Text block =>
━━━━━━━━
To plot a histogram, we use apply the hist function to the data vector. We can extract the mpg (miles-per-gallon) variable from the mtcars data set using the $ operator, and so we can draw a histogram as follows:

hist(mtcars$mpg)

This seems to suggest that we have a peak somewhere between 15 and 20 mpg, and potentially another peak between 30 and 35 mpg - perhaps suggesting groups of ‘fuel efficient’ and ‘fuel inefficient’ cars.

One way to assess if the number of bars in the histogram is appropriate is to show the location of the data points on the horizontal axis. We can add a ‘rug plot’ to our histogram, which marks the positions of the data with lines on the axis:

hist(mtcars$mpg)
rug(mtcars$mpg) ## Note: the 'rug' function draws on top of an existing histogram

Now we can also see where the data fall within the bars!
━━━━━━━━
(Photo-based point-labeling data)

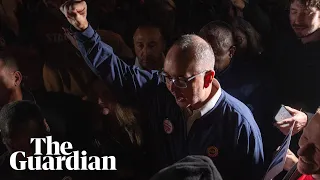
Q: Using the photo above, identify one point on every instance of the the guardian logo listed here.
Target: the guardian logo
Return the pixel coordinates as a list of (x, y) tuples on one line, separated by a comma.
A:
[(59, 158)]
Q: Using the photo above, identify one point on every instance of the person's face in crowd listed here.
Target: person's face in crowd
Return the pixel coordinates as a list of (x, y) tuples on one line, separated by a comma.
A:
[(106, 6), (20, 138), (101, 96), (242, 41), (7, 83), (180, 65), (149, 47), (222, 55), (309, 152), (304, 20), (53, 3)]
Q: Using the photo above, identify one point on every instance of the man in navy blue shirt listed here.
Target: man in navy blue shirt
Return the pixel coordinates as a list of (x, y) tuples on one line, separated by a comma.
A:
[(188, 112)]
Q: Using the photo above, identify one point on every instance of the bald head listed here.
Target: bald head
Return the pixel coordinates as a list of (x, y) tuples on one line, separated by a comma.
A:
[(193, 51)]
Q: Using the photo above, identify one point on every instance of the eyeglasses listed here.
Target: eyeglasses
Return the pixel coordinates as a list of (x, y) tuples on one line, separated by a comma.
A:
[(180, 82)]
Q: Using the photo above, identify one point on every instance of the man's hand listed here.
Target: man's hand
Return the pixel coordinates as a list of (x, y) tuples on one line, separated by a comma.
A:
[(300, 119), (240, 4), (76, 13), (291, 160)]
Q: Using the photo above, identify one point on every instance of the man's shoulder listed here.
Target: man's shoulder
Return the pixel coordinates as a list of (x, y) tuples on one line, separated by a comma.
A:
[(234, 108)]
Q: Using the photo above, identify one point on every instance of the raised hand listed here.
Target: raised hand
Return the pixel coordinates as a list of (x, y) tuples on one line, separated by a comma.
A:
[(76, 13)]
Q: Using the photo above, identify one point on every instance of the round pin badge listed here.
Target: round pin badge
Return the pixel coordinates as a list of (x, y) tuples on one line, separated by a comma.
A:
[(212, 151), (167, 126)]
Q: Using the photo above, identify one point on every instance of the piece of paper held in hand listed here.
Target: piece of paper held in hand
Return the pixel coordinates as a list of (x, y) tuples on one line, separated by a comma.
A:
[(278, 161)]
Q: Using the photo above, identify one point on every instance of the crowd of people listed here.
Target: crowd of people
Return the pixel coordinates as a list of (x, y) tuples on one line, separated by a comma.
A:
[(174, 89)]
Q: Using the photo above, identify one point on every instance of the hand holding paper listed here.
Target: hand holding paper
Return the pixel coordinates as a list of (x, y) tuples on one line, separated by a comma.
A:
[(298, 118), (279, 160)]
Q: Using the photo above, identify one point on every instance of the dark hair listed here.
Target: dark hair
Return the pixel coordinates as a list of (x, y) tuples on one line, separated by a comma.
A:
[(202, 50), (308, 3), (16, 115), (8, 60), (253, 37), (150, 24), (126, 116), (221, 31)]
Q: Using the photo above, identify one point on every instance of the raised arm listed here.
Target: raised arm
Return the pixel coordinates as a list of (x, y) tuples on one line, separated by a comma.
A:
[(101, 58)]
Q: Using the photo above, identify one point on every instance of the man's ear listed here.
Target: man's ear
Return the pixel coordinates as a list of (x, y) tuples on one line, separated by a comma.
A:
[(208, 78), (17, 78), (46, 125), (232, 51)]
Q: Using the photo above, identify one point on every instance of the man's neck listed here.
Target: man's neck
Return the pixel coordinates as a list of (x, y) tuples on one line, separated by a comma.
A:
[(214, 89), (316, 176), (311, 38), (16, 95)]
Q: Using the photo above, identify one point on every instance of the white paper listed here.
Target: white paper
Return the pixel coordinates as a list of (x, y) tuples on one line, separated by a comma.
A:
[(277, 164)]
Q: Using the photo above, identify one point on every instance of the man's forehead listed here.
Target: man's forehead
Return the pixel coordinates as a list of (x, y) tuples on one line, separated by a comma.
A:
[(147, 33), (313, 128), (296, 4), (179, 63)]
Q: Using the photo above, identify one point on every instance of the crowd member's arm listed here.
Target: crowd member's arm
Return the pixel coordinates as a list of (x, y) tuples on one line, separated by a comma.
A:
[(100, 56), (291, 160), (299, 117), (255, 15), (250, 144)]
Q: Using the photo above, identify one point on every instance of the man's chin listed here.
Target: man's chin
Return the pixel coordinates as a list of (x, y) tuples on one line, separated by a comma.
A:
[(182, 104), (306, 168)]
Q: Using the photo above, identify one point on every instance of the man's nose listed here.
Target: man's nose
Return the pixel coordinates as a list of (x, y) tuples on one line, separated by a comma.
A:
[(300, 19), (306, 150), (172, 87), (144, 51)]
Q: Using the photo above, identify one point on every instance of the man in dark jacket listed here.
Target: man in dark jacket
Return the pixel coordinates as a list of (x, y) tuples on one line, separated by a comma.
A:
[(189, 113)]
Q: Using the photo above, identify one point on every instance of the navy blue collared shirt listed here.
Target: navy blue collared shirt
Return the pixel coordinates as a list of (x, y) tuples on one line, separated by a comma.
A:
[(228, 133)]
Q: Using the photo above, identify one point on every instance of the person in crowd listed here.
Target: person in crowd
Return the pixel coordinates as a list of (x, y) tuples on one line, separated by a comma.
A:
[(194, 167), (60, 110), (248, 41), (149, 47), (75, 80), (118, 131), (241, 80), (295, 59), (219, 36), (187, 111), (20, 121), (307, 164), (72, 119)]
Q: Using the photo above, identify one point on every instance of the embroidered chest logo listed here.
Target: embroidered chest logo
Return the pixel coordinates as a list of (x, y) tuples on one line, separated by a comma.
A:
[(67, 178), (212, 151), (167, 126)]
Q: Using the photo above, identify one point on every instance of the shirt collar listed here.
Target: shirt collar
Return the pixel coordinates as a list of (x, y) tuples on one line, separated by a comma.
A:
[(210, 104), (196, 114), (136, 63)]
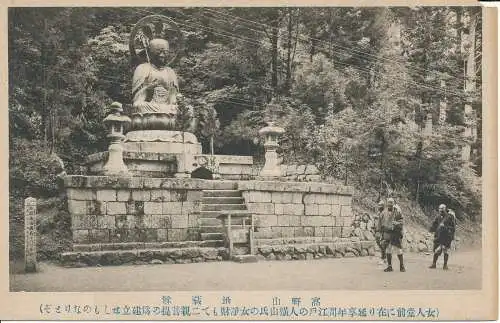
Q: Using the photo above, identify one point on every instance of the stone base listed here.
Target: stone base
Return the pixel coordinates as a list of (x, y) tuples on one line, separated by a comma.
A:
[(162, 141), (143, 256), (145, 164), (313, 248)]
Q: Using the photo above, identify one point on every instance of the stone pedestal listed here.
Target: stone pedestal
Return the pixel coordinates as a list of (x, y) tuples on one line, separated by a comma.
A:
[(271, 167)]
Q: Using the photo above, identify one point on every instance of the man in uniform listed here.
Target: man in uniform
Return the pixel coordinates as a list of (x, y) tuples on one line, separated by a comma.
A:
[(379, 234), (443, 227), (391, 226)]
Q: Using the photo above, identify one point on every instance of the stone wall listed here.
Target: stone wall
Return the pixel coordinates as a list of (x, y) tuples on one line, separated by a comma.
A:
[(144, 164), (136, 209), (313, 248), (228, 167), (116, 210), (300, 173), (289, 210)]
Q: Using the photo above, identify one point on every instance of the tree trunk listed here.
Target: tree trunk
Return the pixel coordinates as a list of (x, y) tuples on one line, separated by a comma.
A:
[(211, 145), (274, 53), (289, 54)]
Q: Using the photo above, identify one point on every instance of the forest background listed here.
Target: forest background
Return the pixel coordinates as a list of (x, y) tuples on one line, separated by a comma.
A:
[(387, 100)]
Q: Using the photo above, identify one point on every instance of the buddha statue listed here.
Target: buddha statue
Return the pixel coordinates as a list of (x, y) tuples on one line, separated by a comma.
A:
[(154, 90)]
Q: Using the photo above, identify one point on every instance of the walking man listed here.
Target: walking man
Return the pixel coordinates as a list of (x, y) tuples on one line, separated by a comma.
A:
[(391, 224), (443, 227), (379, 235)]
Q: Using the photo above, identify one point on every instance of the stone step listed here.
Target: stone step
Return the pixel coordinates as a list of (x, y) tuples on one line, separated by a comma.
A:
[(215, 214), (221, 193), (146, 245), (223, 200), (212, 229), (223, 207), (143, 256), (245, 258), (214, 222), (212, 236)]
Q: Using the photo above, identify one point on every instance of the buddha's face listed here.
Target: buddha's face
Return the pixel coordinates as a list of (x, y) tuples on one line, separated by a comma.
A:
[(159, 51)]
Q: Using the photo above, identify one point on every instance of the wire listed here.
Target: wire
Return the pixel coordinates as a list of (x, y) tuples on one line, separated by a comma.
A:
[(442, 90), (324, 42)]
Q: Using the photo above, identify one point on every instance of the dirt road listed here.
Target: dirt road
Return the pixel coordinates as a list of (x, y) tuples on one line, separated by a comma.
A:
[(325, 274)]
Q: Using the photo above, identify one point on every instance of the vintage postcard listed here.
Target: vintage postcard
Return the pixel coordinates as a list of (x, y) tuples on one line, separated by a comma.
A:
[(249, 161)]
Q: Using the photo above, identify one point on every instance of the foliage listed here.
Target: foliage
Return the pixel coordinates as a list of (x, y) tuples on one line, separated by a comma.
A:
[(351, 87)]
━━━━━━━━
Direction => Pick up the text on drawing histograms in R after its final sentence and continue it. These rows are separate material, unrelated to the text.

Exercise answer =>
The default settings of hist will determine the number of bars to display algorithmically, and in this case it has drawn only 5. In general, this is probably too few to show any detail, but we don’t have many data points here. Fortunately, the display of the histogram can be adjusted by a number of arguments:

breaks - allows us to control the number of bars in the histogram. breaks can take a variety of different inputs:
- If breaks is set to a single number, this will be used to (suggest) the number of bars in the histogram.
- If breaks is set to a vector, the values will be used to indicate the endpoints of the bars of the histogram.
freq - if TRUE the histogram shows the simple frequencies or counts within each bar; if FALSE then the histogram shows probability densities rather than counts.

Try using the hist function to draw histograms of miles-per-gallon which match those shown above (don’t worry about the labels).

R Help: hist

1.2 Numerical summaries

A five-number numerical summary can be computed with the fivenum function, which takes a vector of numbers as input. Here, we compute a five-number summary of the mpg data in the mtcars dataset.

fivenum(mtcars$mpg)

## [1] 10.40 15.35 19.20 22.80 33.90

The values returned are the sample minimum, lower quartile, median, upper quartile and maximum. We can see that the median across all the cars in the dataset is about 20 miles per gallon. This is pretty terrible by modern standards, but the data are from 1974 and the USA.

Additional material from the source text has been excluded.